TASK PROMPT: Render every line of the entries below as a numbered list, skipping any blank lines. Leave the pictures out of your answer.

DATA FOR THIS TASK:
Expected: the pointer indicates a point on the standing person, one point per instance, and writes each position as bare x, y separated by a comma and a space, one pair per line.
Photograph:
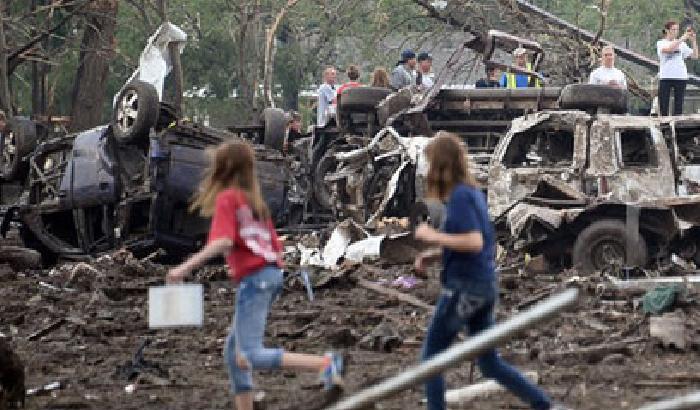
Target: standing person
514, 80
380, 78
403, 76
607, 73
492, 80
242, 231
353, 73
425, 76
325, 108
673, 73
469, 283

OUTPUT FOR THIS EXERCISE:
1. Expected: the pointer indicates a point on the standing person, one point per instance, and writes each position as bare x, y separated by a comma and a space, one pair per line.
2. Photograph:
3. Target: standing person
4. 514, 80
5. 380, 78
6. 403, 76
7. 607, 73
8. 492, 80
9. 242, 231
10. 353, 73
11. 425, 76
12. 325, 108
13. 673, 73
14. 469, 283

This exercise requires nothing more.